#### Selected text

Physical characteristics
- • location: Jordan Township, Northumberland County, Pennsylvania
- • elevation: 850 ft (260 m)
- • location: Schwaben Creek in Washington Township, Northumberland County, Pennsylvania
- • coordinates: 40°42′49″N 76°47′10″W﻿ / ﻿40.7136°N 76.7862°W
- • elevation: 476 ft (145 m)
- Length: 5.6 mi (9.0 km)
- Basin size: 7.19 sq mi (18.6 km^{2})

Basin features
- Progression: Schwaben Creek → Mahanoy Creek → Susquehanna River → Chesapeake Bay
- • left: three unnamed tributaries
- • right: two unnamed tributaries

= Mouse Creek (Schwaben Creek tributary) =

Mouse Creek is a tributary of Schwaben Creek in Northumberland County, Pennsylvania, in the United States. It is approximately 5.6 mi long and flows through Jordan Township, Washington Township, and Jackson Township. The watershed of the creek has an area of 7.19 sqmi. The creek and its tributaries are not designated as impaired waterbodies. Its watershed is at least partially in the ridge and valley physiographic province. The main land use in the upper reaches of the creek's drainage basin are forested land and agricultural land, but other land uses exist as well. A number of bridges have been constructed across the creek.

==Course==
Mouse Creek begins in a valley in Jordan Township. It flows west-southwest for several tenths of a mile before turning west for a few tenths of a mile. It then turns west-northwest before turning west. After more than a mile, it turns north, receiving two unnamed tributaries from the left. The creek then passes through a water gap and enters Washington Township before entering another valley, where it receives an unnamed tributary from the right. The creek then turns west-southwest for a few tenths of a mile before turning west-northwest for several tenths of a mile and entering Washington Township. Here, it crosses Pennsylvania Route 225 and turns north, flowing through a much narrower valley alongside Pennsylvania Route 225 and receiving two unnamed tributaries (one from the left and one from the right). The creek then turns north-northeast for several tenths of a mile, crossing Pennsylvania Route 225 and reaching its confluence with Schwaben Creek.

Mouse Creek joins Schwaben Creek 0.48 mi upstream of its mouth.

==Hydrology and climate==
No stream segment in the watershed of Mouse Creek is designated as an impaired waterbody. The headwaters reach of the creek was selected as the reference watershed for the Dalmatia Creek total maximum daily load.

In 2001, the water temperature of Mouse Creek at Urban ranged from 5.3 to 19.4 C in two measurements. The discharge ranged from 0.52 to 4.3 cuft/s and the specific conductance ranged from 250 to 350 micro-siemens per centimeter at 25 C. The creek's pH was slightly alkaline, ranging from 7.7 to 8.4 and the water hardness ranged from 75.1 to 177 mg/L.

In 2001, the concentration of dissolved oxygen in Mouse Creek at Urban ranged from 9.4 to 11.9 mg/L in two measurements. The carbon dioxide concentration ranged from 0.4 to 4.7 mg/L and the phosphorus concentration ranged between 10.0 and 23.0 mg/L. The sulfate concentration ranged from 15.0 to 20.0 mg/L. The silica concentration ranged between 6.00 and 7.40 mg/L. The concentrations of fluoride and chloride in the creek's filtered water ranged from 0.10 to 0.10 mg/L and 10.8 to 15.1 mg/L.

#### Records provided
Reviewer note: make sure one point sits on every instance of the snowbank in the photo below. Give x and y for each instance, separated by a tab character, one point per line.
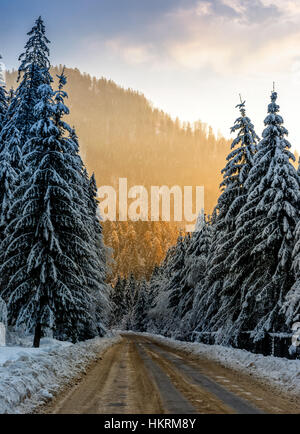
279	372
30	376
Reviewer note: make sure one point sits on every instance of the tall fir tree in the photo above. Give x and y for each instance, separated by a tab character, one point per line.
33	72
218	300
3	97
46	249
264	241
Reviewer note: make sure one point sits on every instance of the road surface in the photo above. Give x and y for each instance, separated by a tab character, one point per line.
140	376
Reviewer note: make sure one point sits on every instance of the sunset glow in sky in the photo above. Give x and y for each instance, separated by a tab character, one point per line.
191	58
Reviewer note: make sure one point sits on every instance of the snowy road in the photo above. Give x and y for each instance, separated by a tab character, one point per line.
140	375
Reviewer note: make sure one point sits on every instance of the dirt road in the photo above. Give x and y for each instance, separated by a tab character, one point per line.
140	376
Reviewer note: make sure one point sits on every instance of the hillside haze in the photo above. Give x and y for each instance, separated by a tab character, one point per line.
122	135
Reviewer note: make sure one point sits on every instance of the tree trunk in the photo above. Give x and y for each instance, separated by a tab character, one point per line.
37	335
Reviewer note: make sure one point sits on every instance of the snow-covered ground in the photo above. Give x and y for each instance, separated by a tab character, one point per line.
279	372
30	376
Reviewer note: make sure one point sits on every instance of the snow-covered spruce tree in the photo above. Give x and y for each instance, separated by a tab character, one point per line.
217	302
264	240
46	244
3	98
33	72
7	155
99	290
118	303
94	266
131	294
291	306
195	273
141	308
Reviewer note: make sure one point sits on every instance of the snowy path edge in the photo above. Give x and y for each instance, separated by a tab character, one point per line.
37	375
281	373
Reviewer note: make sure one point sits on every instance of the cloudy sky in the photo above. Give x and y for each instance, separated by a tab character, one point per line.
189	57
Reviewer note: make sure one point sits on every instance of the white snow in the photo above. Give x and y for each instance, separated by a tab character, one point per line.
30	376
279	372
2	334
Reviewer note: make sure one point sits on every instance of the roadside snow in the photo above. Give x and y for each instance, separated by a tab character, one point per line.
279	372
30	376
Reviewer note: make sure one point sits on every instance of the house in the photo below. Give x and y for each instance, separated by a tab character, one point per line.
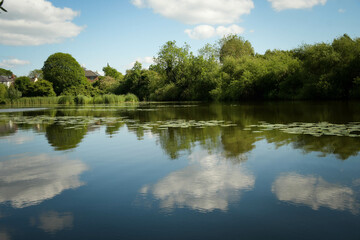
7	80
34	80
91	76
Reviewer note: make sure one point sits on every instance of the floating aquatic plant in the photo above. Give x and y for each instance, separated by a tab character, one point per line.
351	129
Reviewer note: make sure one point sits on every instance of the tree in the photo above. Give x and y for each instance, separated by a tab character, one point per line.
5	72
63	71
3	91
112	72
36	73
234	46
172	61
43	88
107	84
24	85
13	93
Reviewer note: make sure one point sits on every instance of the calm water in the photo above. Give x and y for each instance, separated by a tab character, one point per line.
181	171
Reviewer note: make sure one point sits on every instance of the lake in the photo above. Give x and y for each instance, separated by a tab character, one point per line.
279	170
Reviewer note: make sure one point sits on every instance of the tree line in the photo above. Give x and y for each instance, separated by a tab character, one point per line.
228	70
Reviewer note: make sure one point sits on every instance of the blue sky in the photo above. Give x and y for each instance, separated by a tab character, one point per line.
120	32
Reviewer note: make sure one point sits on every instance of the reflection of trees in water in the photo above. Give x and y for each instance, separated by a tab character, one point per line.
53	222
176	140
7	128
62	138
341	147
237	142
234	141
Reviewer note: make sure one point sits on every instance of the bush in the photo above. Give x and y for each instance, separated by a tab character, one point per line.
66	100
82	99
131	98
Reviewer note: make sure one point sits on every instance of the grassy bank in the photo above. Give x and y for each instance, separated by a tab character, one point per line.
72	100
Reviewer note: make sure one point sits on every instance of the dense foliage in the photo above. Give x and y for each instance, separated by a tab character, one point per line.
231	71
63	71
227	71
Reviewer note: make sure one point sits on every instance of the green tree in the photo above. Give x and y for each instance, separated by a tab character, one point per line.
112	72
107	84
3	91
24	85
43	88
36	73
13	93
234	46
172	61
63	71
5	72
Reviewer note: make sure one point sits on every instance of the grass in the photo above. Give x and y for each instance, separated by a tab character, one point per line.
79	100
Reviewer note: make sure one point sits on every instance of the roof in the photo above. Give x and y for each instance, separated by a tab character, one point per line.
89	73
5	79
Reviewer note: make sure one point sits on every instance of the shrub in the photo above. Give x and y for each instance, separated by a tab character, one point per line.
66	100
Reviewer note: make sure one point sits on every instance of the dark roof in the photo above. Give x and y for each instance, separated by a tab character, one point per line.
5	79
89	73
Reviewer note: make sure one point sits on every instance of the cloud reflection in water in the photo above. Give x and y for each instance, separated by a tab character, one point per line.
314	192
209	183
29	180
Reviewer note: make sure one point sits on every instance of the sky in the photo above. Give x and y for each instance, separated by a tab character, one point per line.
120	32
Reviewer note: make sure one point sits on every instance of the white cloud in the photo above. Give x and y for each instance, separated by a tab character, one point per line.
199	11
280	5
29	180
36	22
314	192
209	183
207	31
201	32
12	62
233	29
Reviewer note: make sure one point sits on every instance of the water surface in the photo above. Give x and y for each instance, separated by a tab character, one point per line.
181	171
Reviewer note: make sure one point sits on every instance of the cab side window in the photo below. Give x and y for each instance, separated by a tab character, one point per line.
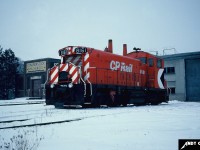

#### Tasks
a) Reproduce the Mouse Creek article verbatim, everything from "Mouse Creek joins" down to "to 177 mg/L.".
b) Pick out every row that contains the string "snowy", matching case exactly, and copy each such row in full.

#### Answers in order
a)
Mouse Creek joins Schwaben Creek 0.48 mi upstream of its mouth.

==Hydrology and climate==
No stream segment in the watershed of Mouse Creek is designated as an impaired waterbody. The headwaters reach of the creek was selected as the reference watershed for the Dalmatia Creek total maximum daily load.

In 2001, the water temperature of Mouse Creek at Urban ranged from 5.3 to 19.4 C in two measurements. The discharge ranged from 0.52 to 4.3 cuft/s and the specific conductance ranged from 250 to 350 micro-siemens per centimeter at 25 C. The creek's pH was slightly alkaline, ranging from 7.7 to 8.4 and the water hardness ranged from 75.1 to 177 mg/L.

b)
Reviewer note: make sure one point sits on every instance of the snowy road in the photo above. Give x and y for each instance, separated by a tab character, one point per line.
Reviewer note: make sure one point sits on every instance of the snowy path edge in the photo above. Give x and y for each instance, separated by a tab character, one point per line.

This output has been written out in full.